Abstract: This paper discusses feed-forward chains near points of synchrony-breaking Hopf bifurcation. We show that at synchrony-breaking bifurcations the center manifold inherits a feed-forward structure and use this structure to provide a simplified proof of the theorem of Elmhirst and Golubitsky that there is a branch of periodic solutions in such bifurcations whose amplitudes grow at the rate of $\lambda^{\frac{1}{6}}$. We also use this center manifold structure to provide a method for classifying the bifurcation diagrams of the forced feed-forward chain where the amplitudes of the periodic responses are plotted as a function of the forcing frequency. The bifurcation diagrams depend on the amplitude of the forcing, the deviation of the system from Hopf bifurcation, and the ratio $\gamma$ of the imaginary part of the cubic term in the normal form of Hopf bifurcation to the real part. These calculations generalize the results of Zhang on the forcing of systems near Hopf bifurcations to three-cell feed-forward chains.

Keywords:  Center manifolds, feed-forward networks, Hopf bifurcation.
Mathematics Subject Classification:  Primary: 34C25; Secondary: 37G15.

Received: June 2011;      Revised: August 2011;      Available Online: March 2012.

Data:
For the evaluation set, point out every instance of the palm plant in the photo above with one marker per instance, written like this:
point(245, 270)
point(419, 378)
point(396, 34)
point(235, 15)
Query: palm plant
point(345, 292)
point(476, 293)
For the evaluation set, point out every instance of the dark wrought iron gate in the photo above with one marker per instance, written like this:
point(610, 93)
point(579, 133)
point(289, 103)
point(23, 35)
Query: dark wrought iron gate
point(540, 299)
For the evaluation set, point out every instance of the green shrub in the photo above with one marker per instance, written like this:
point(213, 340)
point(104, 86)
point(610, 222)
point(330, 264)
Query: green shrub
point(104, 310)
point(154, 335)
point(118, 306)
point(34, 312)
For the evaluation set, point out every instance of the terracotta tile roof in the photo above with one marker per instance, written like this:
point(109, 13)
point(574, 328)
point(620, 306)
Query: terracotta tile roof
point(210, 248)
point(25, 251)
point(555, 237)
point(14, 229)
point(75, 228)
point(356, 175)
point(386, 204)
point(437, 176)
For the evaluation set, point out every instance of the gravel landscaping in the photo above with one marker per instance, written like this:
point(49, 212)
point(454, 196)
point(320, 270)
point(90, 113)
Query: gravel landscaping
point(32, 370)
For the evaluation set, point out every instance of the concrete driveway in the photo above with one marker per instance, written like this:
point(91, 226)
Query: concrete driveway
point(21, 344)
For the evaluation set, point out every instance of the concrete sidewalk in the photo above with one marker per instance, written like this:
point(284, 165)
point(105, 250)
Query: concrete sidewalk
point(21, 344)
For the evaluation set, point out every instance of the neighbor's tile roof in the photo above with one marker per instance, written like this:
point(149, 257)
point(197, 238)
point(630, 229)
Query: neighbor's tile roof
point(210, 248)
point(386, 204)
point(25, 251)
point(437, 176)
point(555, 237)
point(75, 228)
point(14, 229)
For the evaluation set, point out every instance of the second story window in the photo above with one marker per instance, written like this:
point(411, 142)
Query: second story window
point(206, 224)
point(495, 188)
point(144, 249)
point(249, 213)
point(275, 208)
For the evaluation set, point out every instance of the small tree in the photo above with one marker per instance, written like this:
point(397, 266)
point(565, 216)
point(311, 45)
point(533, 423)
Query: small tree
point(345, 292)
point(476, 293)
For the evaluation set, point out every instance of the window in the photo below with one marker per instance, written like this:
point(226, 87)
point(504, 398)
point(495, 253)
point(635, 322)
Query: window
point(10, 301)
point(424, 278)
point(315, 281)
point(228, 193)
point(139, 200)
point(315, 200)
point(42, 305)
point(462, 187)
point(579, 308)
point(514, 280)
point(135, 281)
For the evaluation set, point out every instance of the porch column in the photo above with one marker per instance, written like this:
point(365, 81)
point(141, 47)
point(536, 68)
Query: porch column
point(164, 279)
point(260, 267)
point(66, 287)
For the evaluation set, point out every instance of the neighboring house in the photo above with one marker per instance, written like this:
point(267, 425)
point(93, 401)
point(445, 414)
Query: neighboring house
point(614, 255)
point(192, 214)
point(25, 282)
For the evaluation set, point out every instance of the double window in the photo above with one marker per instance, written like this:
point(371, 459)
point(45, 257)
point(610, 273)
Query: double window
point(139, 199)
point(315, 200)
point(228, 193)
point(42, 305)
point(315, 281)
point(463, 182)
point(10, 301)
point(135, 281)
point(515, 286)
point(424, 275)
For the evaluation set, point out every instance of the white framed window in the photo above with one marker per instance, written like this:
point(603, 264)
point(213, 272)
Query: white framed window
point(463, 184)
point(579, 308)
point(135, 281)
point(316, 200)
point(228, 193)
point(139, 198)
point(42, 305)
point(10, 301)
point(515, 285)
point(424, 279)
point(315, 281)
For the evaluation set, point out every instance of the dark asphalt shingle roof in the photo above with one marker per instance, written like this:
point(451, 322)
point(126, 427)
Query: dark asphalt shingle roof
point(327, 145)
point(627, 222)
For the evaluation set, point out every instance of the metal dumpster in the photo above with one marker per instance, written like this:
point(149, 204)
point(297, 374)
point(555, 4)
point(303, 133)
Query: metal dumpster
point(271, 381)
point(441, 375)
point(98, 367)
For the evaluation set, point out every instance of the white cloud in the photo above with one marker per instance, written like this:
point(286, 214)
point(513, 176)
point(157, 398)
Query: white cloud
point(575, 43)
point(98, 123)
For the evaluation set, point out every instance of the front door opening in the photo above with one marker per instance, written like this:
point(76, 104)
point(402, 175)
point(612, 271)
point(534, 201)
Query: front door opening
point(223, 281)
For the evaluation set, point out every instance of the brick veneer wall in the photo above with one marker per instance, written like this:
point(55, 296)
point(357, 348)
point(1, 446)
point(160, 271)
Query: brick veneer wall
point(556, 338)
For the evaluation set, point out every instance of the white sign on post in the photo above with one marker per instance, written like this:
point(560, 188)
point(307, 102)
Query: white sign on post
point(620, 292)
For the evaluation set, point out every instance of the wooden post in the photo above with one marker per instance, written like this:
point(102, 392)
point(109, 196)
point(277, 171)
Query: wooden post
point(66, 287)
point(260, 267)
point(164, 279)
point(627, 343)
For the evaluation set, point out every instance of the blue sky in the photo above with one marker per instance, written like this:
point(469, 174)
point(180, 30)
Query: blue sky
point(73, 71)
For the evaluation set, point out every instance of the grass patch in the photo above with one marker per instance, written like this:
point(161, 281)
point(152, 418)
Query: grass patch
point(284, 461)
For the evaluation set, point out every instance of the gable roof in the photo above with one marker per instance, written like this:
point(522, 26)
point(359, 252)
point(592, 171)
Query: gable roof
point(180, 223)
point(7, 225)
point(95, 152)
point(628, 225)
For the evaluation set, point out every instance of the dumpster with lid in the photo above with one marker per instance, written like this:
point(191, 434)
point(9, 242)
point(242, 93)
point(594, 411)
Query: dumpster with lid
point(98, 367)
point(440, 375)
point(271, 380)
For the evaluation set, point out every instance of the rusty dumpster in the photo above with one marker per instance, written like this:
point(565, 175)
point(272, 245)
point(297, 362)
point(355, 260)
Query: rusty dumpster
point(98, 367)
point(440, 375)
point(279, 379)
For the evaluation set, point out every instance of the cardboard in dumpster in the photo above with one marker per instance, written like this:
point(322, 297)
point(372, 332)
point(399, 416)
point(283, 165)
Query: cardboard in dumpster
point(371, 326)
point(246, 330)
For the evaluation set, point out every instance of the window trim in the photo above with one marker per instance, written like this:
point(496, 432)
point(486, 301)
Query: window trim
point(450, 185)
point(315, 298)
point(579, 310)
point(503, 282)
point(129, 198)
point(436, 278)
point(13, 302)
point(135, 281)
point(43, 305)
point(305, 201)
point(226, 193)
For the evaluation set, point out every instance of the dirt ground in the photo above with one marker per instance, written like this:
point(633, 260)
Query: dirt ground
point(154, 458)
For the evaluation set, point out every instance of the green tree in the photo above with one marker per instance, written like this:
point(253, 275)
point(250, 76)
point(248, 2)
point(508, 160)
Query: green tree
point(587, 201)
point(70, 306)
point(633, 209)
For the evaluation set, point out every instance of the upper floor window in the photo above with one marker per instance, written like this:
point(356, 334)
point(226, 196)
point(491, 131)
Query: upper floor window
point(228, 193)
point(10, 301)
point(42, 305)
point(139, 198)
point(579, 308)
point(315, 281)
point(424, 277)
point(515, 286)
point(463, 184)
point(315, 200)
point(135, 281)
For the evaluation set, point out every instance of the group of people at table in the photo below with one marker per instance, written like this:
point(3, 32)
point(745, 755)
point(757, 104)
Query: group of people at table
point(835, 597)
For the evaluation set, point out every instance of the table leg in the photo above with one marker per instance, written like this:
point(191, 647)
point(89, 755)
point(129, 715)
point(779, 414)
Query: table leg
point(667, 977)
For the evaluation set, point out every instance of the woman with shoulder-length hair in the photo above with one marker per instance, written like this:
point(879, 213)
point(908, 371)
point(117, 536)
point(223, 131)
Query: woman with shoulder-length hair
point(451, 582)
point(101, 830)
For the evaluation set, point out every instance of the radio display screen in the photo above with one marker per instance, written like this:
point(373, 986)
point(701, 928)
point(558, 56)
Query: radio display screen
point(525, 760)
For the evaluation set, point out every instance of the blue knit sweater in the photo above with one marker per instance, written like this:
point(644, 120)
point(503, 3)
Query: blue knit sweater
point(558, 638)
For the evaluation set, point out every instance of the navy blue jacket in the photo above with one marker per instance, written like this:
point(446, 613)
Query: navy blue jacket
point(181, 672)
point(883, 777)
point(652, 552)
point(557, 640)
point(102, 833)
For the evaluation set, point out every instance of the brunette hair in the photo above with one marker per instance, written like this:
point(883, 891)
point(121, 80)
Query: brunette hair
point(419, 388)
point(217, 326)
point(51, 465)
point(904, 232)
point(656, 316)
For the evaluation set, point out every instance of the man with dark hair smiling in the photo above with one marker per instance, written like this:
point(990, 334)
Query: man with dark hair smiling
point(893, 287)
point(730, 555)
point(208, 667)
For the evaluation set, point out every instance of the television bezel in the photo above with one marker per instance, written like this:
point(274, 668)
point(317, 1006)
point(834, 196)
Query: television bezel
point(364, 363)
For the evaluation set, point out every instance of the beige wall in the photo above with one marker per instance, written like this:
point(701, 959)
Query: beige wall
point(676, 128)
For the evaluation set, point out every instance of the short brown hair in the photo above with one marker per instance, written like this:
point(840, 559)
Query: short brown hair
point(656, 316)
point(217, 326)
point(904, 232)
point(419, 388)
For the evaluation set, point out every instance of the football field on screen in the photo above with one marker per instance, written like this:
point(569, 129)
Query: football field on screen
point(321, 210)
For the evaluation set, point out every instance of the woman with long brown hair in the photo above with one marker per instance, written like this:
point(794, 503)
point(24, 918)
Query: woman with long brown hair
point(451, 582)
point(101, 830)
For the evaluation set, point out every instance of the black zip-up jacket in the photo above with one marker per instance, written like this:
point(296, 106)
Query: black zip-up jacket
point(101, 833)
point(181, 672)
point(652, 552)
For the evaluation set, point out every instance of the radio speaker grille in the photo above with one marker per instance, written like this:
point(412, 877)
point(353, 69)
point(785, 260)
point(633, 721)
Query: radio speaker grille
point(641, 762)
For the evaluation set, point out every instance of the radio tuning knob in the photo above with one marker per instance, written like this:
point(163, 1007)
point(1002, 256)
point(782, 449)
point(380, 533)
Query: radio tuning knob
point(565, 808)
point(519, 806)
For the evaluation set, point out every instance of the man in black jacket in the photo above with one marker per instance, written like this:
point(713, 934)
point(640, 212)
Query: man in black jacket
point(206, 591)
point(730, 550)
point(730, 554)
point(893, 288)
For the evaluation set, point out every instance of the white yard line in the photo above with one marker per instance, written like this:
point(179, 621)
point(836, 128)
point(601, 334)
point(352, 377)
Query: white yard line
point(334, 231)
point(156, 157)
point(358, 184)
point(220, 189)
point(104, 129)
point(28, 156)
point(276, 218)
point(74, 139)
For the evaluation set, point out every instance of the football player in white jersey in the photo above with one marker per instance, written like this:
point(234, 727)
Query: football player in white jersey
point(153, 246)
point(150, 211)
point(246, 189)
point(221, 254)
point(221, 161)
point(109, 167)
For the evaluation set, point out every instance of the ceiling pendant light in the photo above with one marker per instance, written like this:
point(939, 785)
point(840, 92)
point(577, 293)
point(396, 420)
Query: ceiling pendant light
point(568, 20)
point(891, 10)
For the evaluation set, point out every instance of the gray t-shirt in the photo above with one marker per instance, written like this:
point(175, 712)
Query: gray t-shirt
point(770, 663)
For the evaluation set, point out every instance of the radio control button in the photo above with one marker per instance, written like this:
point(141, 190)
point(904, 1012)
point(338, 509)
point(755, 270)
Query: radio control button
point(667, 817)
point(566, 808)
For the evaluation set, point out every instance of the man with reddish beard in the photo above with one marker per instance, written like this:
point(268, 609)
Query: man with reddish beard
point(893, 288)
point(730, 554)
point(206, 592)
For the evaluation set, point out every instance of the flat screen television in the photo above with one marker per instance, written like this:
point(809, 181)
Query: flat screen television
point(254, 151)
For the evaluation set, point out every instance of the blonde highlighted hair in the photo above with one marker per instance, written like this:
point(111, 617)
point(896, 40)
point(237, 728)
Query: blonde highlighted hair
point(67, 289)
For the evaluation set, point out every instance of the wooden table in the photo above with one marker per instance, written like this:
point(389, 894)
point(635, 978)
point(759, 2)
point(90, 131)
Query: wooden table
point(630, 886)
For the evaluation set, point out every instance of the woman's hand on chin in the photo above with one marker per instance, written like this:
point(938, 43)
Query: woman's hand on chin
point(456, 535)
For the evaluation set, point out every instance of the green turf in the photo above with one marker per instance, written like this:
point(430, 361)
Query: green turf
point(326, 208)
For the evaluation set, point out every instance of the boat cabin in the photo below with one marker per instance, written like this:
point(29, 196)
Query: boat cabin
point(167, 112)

Your goal:
Reproduce word for word the passage of the abstract that begins at the words "Keywords:  Center manifolds, feed-forward" and stops after the words "Online: March 2012.".

Reply:
Keywords:  Center manifolds, feed-forward networks, Hopf bifurcation.
Mathematics Subject Classification:  Primary: 34C25; Secondary: 37G15.

Received: June 2011;      Revised: August 2011;      Available Online: March 2012.